[R-sig-ME] Random or Fixed effects appropriate?

Andrew Robinson A.Robinson at ms.unimelb.edu.au
Wed Apr 9 02:16:31 CEST 2008


Hi Reinhold and Doug,

On Tue, Apr 08, 2008 at 05:49:46PM -0500, Douglas Bates wrote:
> On 4/8/08, Reinhold Kliegl <reinhold.kliegl at gmail.com> wrote:
> > Hi Andrew,
> >
> >
> >  >  > >  lmer( y ~ x + (1|A) + (1|B) + (1|C) + (1|D) + C + x:C) #error:
> >  >  > >  Downdated X'X is not positive definite, 82
> >  >  > You cannot include C both as a random and a fixed effect
> >  >
> >  >
> >  >  I do not believe that this is generally true.  See, for example,
> >  >
> >  >  > require(lme4)
> >  >  > (fm1 <- lmer(Reaction ~ Days + Subject + (Days|Subject),  sleepstudy))
> >  >
> >  >  Therefore I am uncertain as to how you can draw this conclusion
> >  >  without more information about the design (which the poster really
> >  >  should have provided).
> >
> > I stand corrected. I thought this would force the between-subject
> >  variance to zero. So what does the (substantially reduced)
> >  between-subjects variance estimated in this model refer to? I noticed
> >  that the residual variance stayed the same.
> 
> I would regard that result as a numerical accident rather than a
> matter of design.  I don't think the same factor A should be present
> in both the fixed effects and as a random effect of the form (1|A).

+ + + +

■ Stated exercise: Carry on the mailing-list message about random and fixed effects in lmer from the point where it stops.

[Entries taken from a collection]
+ + + +

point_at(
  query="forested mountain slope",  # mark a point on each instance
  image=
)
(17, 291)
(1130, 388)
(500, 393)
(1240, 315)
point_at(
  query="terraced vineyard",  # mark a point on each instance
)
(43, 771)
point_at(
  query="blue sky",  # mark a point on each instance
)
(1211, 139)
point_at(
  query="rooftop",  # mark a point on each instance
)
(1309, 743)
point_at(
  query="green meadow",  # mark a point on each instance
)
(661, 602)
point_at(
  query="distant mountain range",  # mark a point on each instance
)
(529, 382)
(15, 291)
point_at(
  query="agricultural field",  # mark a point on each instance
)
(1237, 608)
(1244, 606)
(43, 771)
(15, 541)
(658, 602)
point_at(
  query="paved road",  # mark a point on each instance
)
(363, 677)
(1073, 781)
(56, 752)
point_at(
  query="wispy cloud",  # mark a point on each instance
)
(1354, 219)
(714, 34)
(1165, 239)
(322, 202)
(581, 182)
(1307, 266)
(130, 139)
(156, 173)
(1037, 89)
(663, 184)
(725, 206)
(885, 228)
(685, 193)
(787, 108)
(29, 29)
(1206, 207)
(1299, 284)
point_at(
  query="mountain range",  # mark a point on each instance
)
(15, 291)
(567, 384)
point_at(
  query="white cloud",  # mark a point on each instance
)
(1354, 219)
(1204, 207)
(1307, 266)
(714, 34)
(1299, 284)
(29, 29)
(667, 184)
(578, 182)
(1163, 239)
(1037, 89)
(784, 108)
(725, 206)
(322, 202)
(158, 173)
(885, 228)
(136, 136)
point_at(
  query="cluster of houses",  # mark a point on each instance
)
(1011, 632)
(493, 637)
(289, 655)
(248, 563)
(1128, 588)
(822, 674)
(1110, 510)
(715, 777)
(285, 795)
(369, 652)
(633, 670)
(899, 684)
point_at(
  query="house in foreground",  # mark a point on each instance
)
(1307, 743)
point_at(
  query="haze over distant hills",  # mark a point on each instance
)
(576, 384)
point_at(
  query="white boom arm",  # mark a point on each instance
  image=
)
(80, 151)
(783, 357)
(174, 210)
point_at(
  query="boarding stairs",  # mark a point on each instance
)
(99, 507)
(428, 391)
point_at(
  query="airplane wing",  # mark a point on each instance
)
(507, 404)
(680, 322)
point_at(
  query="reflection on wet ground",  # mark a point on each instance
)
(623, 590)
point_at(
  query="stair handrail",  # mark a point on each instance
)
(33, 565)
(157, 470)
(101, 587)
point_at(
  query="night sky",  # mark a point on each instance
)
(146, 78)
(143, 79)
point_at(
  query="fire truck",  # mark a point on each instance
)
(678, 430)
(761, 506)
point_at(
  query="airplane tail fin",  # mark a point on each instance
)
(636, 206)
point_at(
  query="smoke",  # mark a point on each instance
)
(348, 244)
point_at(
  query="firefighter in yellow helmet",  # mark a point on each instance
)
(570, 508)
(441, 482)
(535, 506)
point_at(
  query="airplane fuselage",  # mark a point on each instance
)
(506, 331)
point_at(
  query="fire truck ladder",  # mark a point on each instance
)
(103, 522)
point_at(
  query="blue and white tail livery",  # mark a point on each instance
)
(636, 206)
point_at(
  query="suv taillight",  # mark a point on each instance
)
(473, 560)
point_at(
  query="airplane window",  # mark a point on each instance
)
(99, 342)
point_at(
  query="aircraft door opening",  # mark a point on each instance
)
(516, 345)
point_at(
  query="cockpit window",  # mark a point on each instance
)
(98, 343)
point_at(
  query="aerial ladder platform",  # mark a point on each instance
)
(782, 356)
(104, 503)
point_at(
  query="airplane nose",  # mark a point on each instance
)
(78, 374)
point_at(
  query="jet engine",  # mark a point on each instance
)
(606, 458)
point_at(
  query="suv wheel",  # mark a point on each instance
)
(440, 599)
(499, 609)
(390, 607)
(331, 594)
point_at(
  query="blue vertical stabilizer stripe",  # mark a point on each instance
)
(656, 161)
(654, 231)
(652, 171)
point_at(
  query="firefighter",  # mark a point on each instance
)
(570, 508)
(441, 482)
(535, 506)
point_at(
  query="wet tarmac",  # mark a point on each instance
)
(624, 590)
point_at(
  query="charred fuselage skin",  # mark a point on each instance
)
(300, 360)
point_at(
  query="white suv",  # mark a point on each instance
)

+ + + +

■ Written response:
> The same factor can be involved in the fixed effects and the random
> effects as, for example, the factor Machine in the Machines  data (in
> the MEMSS package) for models of the form
> 
> lmer(score ~ Machine + (1|Worker/Machine), Machines)
> 
> In those cases the role of Machine is different in the fixed effects
> and in the random effects.
> 
> (Sorry Andrew but I think you are wrong on this one.  As always I am
> willing to be convinced otherwise.)

It is the latter case that I was thinking of, where an effect plays a
different role in the fixed and in the random effects, but nonetheless
does appear in both.  I was also thinking of split-plot designs.
So I think that I was tripped up by a poorly-chosen counter-example!

Warm wishes

Andrew


> >  >  > The following may not apply to your case, but it might: Sometimes
> >  >  > people think that a nested/taxonomic design implies a random effect
> >  >  > structure (e.g., schools, classes, students). This is not true. If you
> >  >  > have only a few units for each factor, you are better off to specify
> >  >  > it as a fixed-effects rather than a random-effects taxonomy. (Of
> >  >  > course, you lose generalizability, but if you want this you should
> >  >  > make sure you have sample that provides a basis for it.)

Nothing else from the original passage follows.